▸ **TAREAS A REALIZAR**
[a] ¿Qué dos películas menciona la reseña de «El artista» como referencias inevitables de su historia?
[b] Prosigue la reseña de «El artista» a partir de su última frase.

##### TEXTO MOSTRADO #####

Mis
notas a "El artista" (2011), de Michel Hazanavicius
Esta película
hubiera debido ser una rareza, pero se convirtió en un éxito mundial, y en la
triunfadora de los Oscar, gracias a la inversión y a la promoción
norteamericanas que la sostuvieron desde el principio.
Dejando aparte las
razones de su difusión universal, la película es espléndida, un verdadero
placer tanto para el espectador común como para el más “connoisseur” de la
historia del cine y de su lenguaje.
Está hecha con un
buen gusto exquisito, con un conocimiento histórico/técnico y un encanto
sobresalientes.
La historia no es
original ni pretende serlo: actor que entra en declive y actriz cuya carrera
arranca en paralelo, ambas suertes debidas a la llegada del cine sonoro;
referencias inevitables: “Sunset Boulevard” y “Cantando bajo la lluvia”.
Las pretensiones
argumentales no van tampoco más allá: asistimos a la caída de uno y al ascenso
del otro; vemos cómo su amistad se torna en amor cuando las circunstancias les
separan y se agravan para él; terminamos en un tono optimista, cuando al final
ella encuentra una salida para él, que ha tocado fondo, reconvirtiéndose ambos
en un brillante y exitoso dúo de claqué a lo Ginger Rogers/Fred Astaire.
La magia de la
película es conocida: se trata de un film en blanco y negro (lo que “puede
suceder”) y mudo (lo que es excepcional, un auténtico desafío a “la taquilla”);
y la misión del guionista/realizador es hacer que una extravagancia así se
sostenga en 2011.
Bien, no sólo se
sostiene: funciona espléndidamente: y ello porque la película está elaborada
usando el lenguaje, que el realizador Hazanavicius conoce muy bien, de aquellas
viejas películas de los años 20, un lenguaje pasado de moda, pero no superado,
un lenguaje muy simple, pero de alcance universal.
Un recurso de ese
lenguaje es, obviamente, la gestualidad; los actores, especialmente Dujardin,
exageran las sonrisas, las miradas, convierten sus muecas o gestos en mensajes
elocuentes, muy significativos y cargados de emoción: no hay duda de que actuar
así requiere maestría, y Dujardin brilla en el uso de su rostro y de su cuerpo.
La película, sin
dejar de pensar en el público, es al mismo tiempo un ejercicio de lenguaje
cinematográfico, un ensayo sobre la forma de mirar y contar del cine mudo, un
homenaje al lenguaje no verbal, idóneo para la emoción simple e inmediata,
abierto al humor, al horror, a la intriga, a las mil posibilidades del rostro
humano, de aquel cine primitivo.

##### ÍTEMS PROPORCIONADOS #####

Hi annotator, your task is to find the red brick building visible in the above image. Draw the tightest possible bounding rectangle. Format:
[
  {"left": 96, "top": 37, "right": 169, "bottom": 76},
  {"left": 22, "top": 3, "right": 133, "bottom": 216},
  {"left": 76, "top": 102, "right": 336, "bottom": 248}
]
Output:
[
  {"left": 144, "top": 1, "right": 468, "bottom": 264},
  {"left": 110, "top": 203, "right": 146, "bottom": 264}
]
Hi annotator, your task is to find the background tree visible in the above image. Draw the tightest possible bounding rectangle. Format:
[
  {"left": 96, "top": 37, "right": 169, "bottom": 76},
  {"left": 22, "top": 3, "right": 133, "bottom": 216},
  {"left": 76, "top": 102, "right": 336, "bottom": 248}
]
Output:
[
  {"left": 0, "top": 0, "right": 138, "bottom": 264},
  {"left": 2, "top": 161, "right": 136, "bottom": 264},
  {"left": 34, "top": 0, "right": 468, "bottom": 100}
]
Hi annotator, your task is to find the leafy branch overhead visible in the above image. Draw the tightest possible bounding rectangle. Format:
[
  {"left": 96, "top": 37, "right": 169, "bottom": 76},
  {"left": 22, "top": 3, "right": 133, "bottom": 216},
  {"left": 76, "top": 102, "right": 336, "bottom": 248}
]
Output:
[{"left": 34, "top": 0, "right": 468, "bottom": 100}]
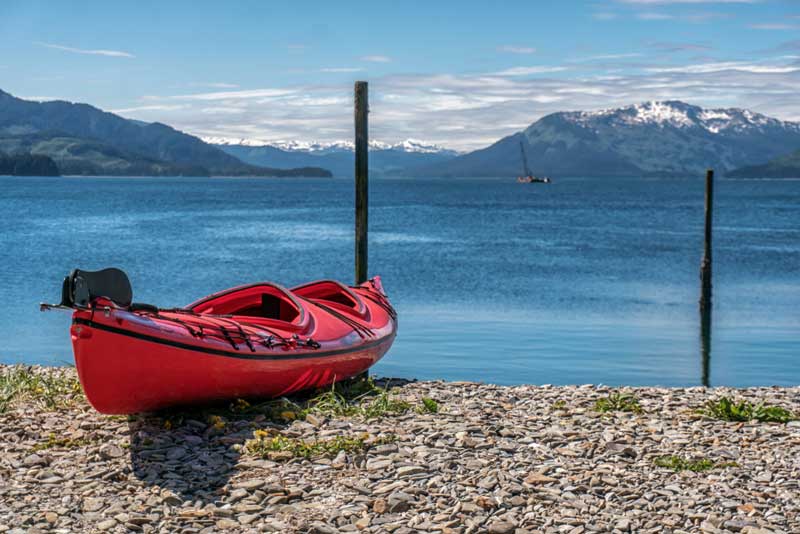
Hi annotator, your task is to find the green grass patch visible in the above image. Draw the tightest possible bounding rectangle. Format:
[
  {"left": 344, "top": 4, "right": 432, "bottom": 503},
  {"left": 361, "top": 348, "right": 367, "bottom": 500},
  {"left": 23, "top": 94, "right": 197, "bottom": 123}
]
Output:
[
  {"left": 33, "top": 432, "right": 94, "bottom": 451},
  {"left": 594, "top": 392, "right": 644, "bottom": 413},
  {"left": 697, "top": 397, "right": 797, "bottom": 423},
  {"left": 417, "top": 397, "right": 439, "bottom": 413},
  {"left": 0, "top": 365, "right": 83, "bottom": 413},
  {"left": 245, "top": 430, "right": 394, "bottom": 459},
  {"left": 653, "top": 455, "right": 738, "bottom": 473}
]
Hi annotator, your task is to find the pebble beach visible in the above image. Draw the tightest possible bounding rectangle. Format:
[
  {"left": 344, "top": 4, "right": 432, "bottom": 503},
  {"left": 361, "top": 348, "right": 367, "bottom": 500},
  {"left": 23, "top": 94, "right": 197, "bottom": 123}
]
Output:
[{"left": 0, "top": 366, "right": 800, "bottom": 534}]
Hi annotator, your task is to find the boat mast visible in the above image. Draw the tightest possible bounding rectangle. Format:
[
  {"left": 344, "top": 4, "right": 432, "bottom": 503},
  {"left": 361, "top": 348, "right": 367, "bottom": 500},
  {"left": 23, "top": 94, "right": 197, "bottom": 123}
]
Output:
[{"left": 519, "top": 141, "right": 532, "bottom": 176}]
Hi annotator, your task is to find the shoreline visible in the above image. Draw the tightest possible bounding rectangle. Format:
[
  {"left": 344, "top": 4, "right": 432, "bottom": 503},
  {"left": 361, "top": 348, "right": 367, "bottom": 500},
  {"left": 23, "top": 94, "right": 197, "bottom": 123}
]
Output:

#####

▸ **RESPUESTAS**
[a] «Sunset Boulevard» y «Cantando bajo la lluvia».

[b]
También los modos
narrativos se siguen fiel y eficazmente: la cuidadosa creación de ambientes
(con un uso detallista e inteligente de la iluminación: los claroscuros, las
sombras, los tonos de la indumentaria), la concentración (y la explotación gestual)
de los avatares de la trama, la progresión fluida y bien pautada de los
acontecimientos.
Hay muchas ironías
con la voz/la sonoridad: desde la escena inicial de la película, en la que
vemos a un exasperado Dujardin gritando bajo tortura “No hablaré, no hablaré”
en su exitosa proyección (un espléndido momento de “cine en el cine”, y un
arranque de película auténticamente genial, que nos sumerge en pocos segundos
en la atmósfera del cine y del “star system” de la época); pasando por ese
momento en que los objetos comienzan a tener sonido (para nosotros) mientras a
Dujardin, que se desgañita, no podemos oírlo (¡ni puede oírse él mismo!); hasta
ese final en que el sonido estalla tras el baile de claqué.
Espléndida la
elección de actores: son rostros, verdaderamente, de cine mudo; Dujardin está
muy bien, pero las caras de Bérénice Bejo o de John Goodman son ciertamente
ideales para una peli “de los años 20”;
y John Cromwell no desentona, como el lealmente inexpresivo chófer de la
estrella en desgracia.
Quizá la estrella
de la película, por la cantidad de corazones y de sonrisas que ha ganado para
ella, sea el perro (¿qué recurso más sencillo, y eficaz, y de recompensa
inmediata, que un simpático perrito gracioso e inteligente?: un animal así es
un espléndido elemento para una película muda, y un elemento cuya simplicidad
no está reñida con su brillantez y con su eficacia sobre las emociones más
sencillas del espectador); el perrito (llamado Uggy, por cierto) es la compañía
continua de Dujardin, en los filmes y en la vida, y es quien, en la hora más
oscura de la estrella caída, cuando destruye sus latas de películas y prende
fuego a su misérrimo hogar con la intención de terminar con esta vida cruel, le
salva la vida yendo en busca de un policía; pero Uggy es realmente un perro
sabio, que, para nuestro regocijo, se desmaya cuando ve un remedo de disparo,
que casi gesticula (Dujardin y él en la mesa, mostrando gestos idénticos), que
está siempre ahí, como un Idefix en claroscuro.
Mención especial,
la guinda sobre el pastel (como dicen los franceses), es la excepcional banda
sonora, que sostiene por sí sola toda la película, acompañando y acentuando,
con variedad, vigor y brillantez, sus momentos de intriga, de drama y de humor:
es de nuevo el caso de aquellas viejas producciones del cine mudo, pero aquí el
compositor va más allá del consabido piano de acompañamiento, creando
verdaderas piezas orquestales; la música, que es espléndida, se usa
espléndidamente a lo largo de la película.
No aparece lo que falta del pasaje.